> _Goal_: Scale the items below, from the start through the line containing "[[[1000,548],[957,551],[958,635],[942,750],[1000,747]]]". Reproduce every line, requests included, but multiply each coordinate in the answer outlines by 0.3 and round to whole numbers (halves up), leaving the requests and their sample outlines unchanged.

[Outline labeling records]
_____

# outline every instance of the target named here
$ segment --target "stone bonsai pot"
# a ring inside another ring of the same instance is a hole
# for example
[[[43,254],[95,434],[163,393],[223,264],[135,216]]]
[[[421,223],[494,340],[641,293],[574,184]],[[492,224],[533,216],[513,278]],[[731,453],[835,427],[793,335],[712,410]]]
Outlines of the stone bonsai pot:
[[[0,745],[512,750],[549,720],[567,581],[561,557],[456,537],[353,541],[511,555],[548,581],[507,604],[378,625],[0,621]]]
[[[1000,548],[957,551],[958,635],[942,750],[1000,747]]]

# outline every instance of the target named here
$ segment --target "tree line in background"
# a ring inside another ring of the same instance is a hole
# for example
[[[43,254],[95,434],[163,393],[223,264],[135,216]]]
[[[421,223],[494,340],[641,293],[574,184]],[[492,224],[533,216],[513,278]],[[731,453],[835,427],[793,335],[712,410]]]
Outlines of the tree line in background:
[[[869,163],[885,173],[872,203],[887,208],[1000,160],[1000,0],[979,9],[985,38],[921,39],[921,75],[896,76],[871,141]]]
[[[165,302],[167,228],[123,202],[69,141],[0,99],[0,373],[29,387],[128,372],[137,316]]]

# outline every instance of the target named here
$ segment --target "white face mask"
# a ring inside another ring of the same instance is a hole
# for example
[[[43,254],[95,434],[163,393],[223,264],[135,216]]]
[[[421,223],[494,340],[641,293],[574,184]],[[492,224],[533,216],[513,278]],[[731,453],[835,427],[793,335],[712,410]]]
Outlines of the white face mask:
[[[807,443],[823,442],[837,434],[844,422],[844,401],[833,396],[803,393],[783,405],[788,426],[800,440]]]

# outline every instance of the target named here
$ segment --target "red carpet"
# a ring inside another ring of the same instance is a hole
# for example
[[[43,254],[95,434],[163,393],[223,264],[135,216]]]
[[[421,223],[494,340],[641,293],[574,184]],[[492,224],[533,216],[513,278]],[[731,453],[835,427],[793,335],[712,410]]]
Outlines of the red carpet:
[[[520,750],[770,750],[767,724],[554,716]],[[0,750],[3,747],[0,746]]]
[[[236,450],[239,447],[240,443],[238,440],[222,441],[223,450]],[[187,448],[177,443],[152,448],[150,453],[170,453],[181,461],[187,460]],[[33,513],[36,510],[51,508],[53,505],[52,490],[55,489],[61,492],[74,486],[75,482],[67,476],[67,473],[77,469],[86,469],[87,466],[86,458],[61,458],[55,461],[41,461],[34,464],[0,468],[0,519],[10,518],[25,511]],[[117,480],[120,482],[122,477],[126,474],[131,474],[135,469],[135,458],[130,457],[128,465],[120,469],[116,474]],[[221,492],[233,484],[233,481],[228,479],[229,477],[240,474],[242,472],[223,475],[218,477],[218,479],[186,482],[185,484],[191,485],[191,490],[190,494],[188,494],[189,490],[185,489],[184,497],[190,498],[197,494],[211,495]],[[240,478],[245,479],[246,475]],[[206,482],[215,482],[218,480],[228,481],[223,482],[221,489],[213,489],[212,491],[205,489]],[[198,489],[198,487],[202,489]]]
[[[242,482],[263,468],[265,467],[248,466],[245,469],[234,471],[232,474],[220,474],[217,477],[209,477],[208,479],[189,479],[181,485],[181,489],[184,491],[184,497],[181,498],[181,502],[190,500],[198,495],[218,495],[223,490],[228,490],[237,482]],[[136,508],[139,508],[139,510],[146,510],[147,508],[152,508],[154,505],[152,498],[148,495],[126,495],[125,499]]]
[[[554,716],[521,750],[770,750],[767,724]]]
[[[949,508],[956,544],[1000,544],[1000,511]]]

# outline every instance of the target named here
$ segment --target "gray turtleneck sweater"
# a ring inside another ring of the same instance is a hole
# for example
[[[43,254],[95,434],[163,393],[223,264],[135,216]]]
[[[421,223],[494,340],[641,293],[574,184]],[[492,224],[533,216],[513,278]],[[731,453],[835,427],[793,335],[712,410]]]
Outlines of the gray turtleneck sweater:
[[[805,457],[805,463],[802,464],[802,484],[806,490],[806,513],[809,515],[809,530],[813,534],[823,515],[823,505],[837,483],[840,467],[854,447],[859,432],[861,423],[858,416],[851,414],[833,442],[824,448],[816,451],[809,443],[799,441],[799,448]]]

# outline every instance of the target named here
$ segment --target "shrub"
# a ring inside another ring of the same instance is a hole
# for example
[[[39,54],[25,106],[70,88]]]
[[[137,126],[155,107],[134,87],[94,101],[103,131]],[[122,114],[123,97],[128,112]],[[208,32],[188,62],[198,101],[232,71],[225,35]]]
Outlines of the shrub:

_____

> _Result of the task_:
# outline every instance of the target named here
$ segment --target "stone bonsai pot"
# a ring inside another ring of the same instance is a hole
# for example
[[[43,254],[95,434],[163,393],[223,264],[135,216]]]
[[[421,223],[494,340],[641,293],[574,184]],[[492,224],[533,216],[513,278]],[[731,453],[835,427],[793,335],[712,410]]]
Outlines of the stone bonsai pot:
[[[0,224],[154,225],[165,216],[170,174],[168,167],[137,161],[106,162],[153,167],[164,174],[152,181],[113,188],[0,186]]]
[[[300,164],[287,165],[287,191],[283,225],[300,224]]]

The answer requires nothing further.